Copy out the passage on the Campaign for the Single Market below, from "Time to get" to "so much more.".

::: Selected excerpt

Time to get serious about the Campaign for the Single Market
The Conservatives are currently making a complete mess of their Brexit negotiations. Theresa May has said that “no deal is better than a bad deal” and unfortunately those seem to be the only options she is offering us.
I campaigned hard for a remain vote during the EU referendum because I believe EU membership brings significant benefits in terms of workplace protections, co-ordinated action on climate change, the right to free movement of people, geopolitical stability, cultural exchange and so much more.
Perhaps the single most important part of being in the EU is the massive boost it provides to our economy: the cost of leaving the EU without a trade deal has been estimated to be as high as £45billion a year. Labour’s 2017 anti-austerity manifesto promised to stop the privatisation of the NHS, to nationalise key utilities such as water, to properly fund our school system and to improve workplace protections. If we want to be able to invest in the UK we can’t afford the multi-billion pound loss to the public finances that leaving without a trade deal would bring, meaning even less money for those already struggling schools and hospitals. This is why we must now campaign to remain in the Single Market.

::::::
::: Raw data

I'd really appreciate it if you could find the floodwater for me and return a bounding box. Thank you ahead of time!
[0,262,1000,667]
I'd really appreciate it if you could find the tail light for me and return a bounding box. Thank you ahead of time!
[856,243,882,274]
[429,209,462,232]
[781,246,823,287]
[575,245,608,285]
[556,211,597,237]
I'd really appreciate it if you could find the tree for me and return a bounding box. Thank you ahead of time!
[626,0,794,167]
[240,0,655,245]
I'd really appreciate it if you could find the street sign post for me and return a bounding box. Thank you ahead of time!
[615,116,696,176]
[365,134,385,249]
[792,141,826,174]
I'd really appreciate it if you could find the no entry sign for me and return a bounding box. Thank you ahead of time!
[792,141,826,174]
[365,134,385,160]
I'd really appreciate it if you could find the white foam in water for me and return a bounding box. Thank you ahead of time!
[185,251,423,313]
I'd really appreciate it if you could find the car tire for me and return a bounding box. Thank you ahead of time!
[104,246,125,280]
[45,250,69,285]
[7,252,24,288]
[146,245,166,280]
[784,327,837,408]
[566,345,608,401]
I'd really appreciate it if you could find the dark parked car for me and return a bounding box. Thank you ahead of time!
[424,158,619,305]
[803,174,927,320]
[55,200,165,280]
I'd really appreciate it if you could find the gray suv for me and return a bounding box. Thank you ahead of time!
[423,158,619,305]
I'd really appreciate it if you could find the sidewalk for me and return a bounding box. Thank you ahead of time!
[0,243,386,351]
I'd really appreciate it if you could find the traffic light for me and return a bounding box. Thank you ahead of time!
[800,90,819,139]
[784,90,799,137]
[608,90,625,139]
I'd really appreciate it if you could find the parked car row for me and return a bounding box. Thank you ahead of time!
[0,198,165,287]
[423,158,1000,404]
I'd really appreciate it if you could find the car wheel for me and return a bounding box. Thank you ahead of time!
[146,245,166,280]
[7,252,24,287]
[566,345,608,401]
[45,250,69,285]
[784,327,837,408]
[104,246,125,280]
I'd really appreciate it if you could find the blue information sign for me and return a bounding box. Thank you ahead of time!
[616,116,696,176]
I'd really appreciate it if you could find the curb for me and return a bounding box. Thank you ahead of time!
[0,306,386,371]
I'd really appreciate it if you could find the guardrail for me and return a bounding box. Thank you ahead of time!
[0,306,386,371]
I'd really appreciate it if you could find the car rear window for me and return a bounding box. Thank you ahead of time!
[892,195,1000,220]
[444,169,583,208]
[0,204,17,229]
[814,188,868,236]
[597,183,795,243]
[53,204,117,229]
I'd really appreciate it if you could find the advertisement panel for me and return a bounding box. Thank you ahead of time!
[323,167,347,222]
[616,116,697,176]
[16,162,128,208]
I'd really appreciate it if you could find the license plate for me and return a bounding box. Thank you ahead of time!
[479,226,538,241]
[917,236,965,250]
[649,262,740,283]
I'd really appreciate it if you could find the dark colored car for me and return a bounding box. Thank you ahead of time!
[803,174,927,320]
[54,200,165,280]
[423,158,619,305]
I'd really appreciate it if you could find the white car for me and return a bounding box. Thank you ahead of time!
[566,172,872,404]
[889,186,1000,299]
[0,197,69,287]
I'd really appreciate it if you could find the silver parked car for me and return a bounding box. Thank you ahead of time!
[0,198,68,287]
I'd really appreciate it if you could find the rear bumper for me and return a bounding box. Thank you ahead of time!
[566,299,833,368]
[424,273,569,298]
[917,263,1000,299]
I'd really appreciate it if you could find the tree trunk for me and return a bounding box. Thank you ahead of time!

::::::

* [Task response]:
Time to get serious about the Campaign for the Single Market
The Conservatives are currently making a complete mess of their Brexit negotiations. Theresa May has said that “no deal is better than a bad deal” and unfortunately those seem to be the only options she is offering us.
I campaigned hard for a remain vote during the EU referendum because I believe EU membership brings significant benefits in terms of workplace protections, co-ordinated action on climate change, the right to free movement of people, geopolitical stability, cultural exchange and so much more.